**Deine Aufgabe:** Tippe aus der Gerichtsentscheidung zum nachehelichen Unterhalt einen Abschnitt genau ab. Beginne bei den Worten „Die Kosten des“ und hör nach „der Ehe auszugehen.“ auf.

**Vorliegender Text:**
<<<<

Spruch:
Dem Rekurs wird nicht Folge gegeben.
Die Kosten des Rekursverfahrens sind als weitere Verfahrenskosten zu behandeln.
Text
Begründung
Die Ehe der Streitteile, die türkische Staatsbürger sind, ihren letzten gemeinsamen gewöhnlichen Aufenthalt jedoch in Österreich hatten, wurde mit Urteil des Bezirksgerichtes Kirchberg am Wagram vom 25.11.1994, C 227/91 -44, rechtskräftig geschieden. Dieses Urteil, das sich auf materielles türkisches Recht stützt, enthält zwar keinen Verschuldensausspruch, doch ist auf Grund des festgestellten Sachverhalts von einem zumindest überwiegenden Verschulden des jetzigen Beklagten an der Zerrüttung der Ehe auszugehen.
Die jetzige Klägerin hat im Scheidungsverfahren keine nachehelichen Unterhaltsansprüche geltend gemacht. Sie begehrt jetzt (mit der am 27.11.1995 - per Telefax schon am 24.11.1995 - beim Erstgericht eingebrachten Klage) vom Beklagten unter Berufung auf Art 143 Abs 1 und Abs 2 des türkischen Zivilgesetzbuches (türk. ZGB) als Ersatz für den ihr seit 1.12.1994 entgangenen Unterhalt S 30.000,-- sA, als Ersatz für den ihr zukünftig entgehenden Unterhalt ab 1.12.1995 monatlich S 2.500,-- und dazu noch S 100.000,-- sA für den Ersatz immaterieller Schäden. Die für die Dauer eines Jahr begehrte Unterhaltsrente werde dabei auch auf den Bedürftigkeitsunterhaltsanspruch nach Art 144 türk ZGB gestützt. Die Klägerin sei einkommens- und vermögenslos und habe durch die (vom Beklagten verschuldete) Scheidung ihren Unterhalt verloren.

>>>>

[Zeilen aus einem Datensatz zur Punktbeschriftung]
<<<<

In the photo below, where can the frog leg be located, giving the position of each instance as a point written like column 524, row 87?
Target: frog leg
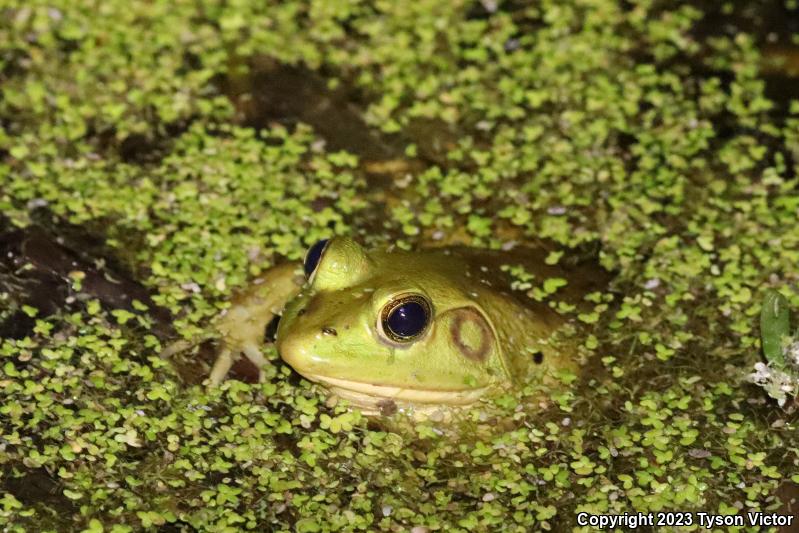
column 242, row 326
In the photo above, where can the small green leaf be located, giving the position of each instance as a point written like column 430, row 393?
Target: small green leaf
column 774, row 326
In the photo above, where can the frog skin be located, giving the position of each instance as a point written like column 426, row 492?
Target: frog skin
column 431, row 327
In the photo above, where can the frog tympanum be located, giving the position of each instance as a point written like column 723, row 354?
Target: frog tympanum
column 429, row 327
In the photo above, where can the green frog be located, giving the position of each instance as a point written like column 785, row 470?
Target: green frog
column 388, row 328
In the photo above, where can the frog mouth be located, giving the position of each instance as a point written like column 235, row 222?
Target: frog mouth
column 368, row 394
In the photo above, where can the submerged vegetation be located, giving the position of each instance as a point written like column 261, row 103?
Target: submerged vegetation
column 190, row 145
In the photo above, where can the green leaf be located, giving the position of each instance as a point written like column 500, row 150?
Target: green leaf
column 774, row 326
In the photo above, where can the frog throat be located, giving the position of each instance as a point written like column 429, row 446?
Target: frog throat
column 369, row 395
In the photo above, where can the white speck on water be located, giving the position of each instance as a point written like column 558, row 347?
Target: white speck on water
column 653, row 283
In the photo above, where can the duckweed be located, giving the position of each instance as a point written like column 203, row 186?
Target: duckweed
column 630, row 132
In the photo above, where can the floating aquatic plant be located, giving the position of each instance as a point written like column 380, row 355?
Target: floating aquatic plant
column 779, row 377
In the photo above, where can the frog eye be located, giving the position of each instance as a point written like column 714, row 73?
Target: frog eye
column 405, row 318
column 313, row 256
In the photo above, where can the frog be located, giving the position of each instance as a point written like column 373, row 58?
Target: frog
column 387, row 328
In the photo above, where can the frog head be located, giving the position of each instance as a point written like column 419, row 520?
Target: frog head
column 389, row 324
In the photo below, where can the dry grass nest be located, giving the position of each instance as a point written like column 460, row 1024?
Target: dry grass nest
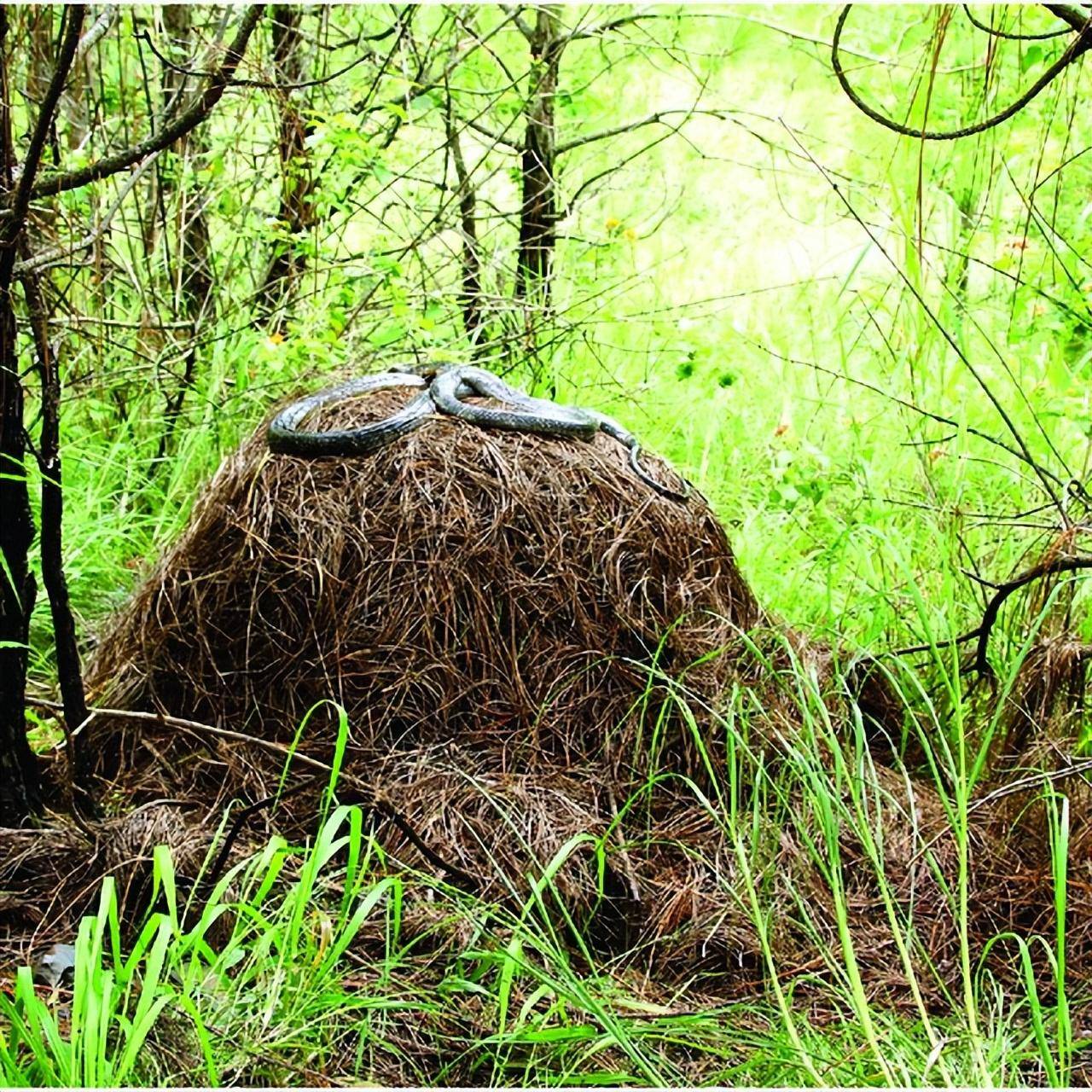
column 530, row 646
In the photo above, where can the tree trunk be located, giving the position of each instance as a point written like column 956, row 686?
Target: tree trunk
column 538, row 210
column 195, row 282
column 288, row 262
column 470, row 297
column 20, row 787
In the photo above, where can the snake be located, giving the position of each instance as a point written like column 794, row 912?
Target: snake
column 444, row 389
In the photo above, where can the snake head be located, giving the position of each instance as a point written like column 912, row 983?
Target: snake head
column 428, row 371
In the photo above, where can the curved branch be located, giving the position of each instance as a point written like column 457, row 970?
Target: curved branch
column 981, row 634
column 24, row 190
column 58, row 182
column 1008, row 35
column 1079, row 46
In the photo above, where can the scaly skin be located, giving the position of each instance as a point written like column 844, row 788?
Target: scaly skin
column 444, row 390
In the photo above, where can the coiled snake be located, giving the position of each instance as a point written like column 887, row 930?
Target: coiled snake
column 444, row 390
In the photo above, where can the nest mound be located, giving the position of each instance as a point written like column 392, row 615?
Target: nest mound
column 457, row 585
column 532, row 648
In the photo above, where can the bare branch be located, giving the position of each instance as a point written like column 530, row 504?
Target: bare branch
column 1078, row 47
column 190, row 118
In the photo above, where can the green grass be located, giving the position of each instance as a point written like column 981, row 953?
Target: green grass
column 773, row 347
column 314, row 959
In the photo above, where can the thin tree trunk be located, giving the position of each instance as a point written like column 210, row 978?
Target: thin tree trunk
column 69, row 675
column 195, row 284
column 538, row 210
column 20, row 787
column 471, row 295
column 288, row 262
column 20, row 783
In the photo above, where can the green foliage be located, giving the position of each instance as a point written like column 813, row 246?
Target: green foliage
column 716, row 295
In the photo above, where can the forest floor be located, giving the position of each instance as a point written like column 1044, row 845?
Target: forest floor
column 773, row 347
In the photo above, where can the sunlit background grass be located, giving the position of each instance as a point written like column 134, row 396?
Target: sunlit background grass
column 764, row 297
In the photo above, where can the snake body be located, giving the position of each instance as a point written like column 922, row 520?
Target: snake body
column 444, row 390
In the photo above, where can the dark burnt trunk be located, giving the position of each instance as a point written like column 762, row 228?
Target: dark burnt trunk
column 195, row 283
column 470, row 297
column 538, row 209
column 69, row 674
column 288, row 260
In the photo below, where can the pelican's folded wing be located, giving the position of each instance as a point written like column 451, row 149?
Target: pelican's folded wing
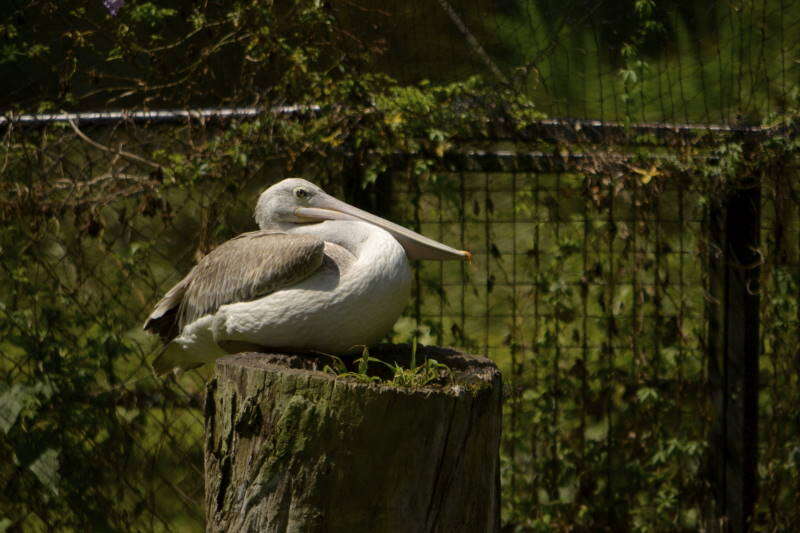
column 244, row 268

>>>>
<<<<

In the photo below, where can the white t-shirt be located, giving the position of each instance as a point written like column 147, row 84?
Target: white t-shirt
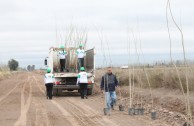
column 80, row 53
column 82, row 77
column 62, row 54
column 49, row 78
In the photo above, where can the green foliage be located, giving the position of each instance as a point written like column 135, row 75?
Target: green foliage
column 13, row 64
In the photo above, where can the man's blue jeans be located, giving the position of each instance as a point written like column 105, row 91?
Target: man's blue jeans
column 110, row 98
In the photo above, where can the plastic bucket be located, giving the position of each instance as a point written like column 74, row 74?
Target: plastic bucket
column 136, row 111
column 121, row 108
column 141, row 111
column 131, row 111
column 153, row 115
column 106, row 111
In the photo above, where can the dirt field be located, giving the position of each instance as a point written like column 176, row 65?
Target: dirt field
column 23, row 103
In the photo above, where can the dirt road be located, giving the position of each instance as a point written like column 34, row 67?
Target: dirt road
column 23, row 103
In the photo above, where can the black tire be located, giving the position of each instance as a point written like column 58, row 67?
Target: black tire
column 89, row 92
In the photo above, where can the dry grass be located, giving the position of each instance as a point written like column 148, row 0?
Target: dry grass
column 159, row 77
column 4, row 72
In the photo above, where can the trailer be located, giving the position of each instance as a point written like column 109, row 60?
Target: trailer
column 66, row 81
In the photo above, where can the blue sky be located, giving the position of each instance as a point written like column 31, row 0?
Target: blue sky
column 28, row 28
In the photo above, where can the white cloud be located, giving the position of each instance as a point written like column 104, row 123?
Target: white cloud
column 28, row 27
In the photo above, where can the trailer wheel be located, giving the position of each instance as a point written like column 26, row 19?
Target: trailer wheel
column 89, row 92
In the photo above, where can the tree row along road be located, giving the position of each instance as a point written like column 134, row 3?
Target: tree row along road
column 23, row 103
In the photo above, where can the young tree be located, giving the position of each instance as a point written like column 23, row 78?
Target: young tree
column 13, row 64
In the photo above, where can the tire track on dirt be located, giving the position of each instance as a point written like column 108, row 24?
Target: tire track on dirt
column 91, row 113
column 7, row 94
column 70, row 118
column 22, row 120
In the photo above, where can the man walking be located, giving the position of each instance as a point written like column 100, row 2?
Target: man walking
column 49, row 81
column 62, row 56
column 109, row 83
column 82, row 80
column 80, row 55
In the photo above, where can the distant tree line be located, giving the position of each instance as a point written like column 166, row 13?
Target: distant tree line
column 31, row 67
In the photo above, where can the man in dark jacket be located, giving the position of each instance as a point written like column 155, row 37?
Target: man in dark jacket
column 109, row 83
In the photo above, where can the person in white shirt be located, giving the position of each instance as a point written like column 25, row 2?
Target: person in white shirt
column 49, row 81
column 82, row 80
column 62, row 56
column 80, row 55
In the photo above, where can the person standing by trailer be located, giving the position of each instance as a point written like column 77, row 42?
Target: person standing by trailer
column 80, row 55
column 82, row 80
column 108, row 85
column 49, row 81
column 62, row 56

>>>>

**Vollständige Antwort:**
Die Kosten des Rekursverfahrens sind als weitere Verfahrenskosten zu behandeln.
Text
Begründung
Die Ehe der Streitteile, die türkische Staatsbürger sind, ihren letzten gemeinsamen gewöhnlichen Aufenthalt jedoch in Österreich hatten, wurde mit Urteil des Bezirksgerichtes Kirchberg am Wagram vom 25.11.1994, C 227/91 -44, rechtskräftig geschieden. Dieses Urteil, das sich auf materielles türkisches Recht stützt, enthält zwar keinen Verschuldensausspruch, doch ist auf Grund des festgestellten Sachverhalts von einem zumindest überwiegenden Verschulden des jetzigen Beklagten an der Zerrüttung der Ehe auszugehen.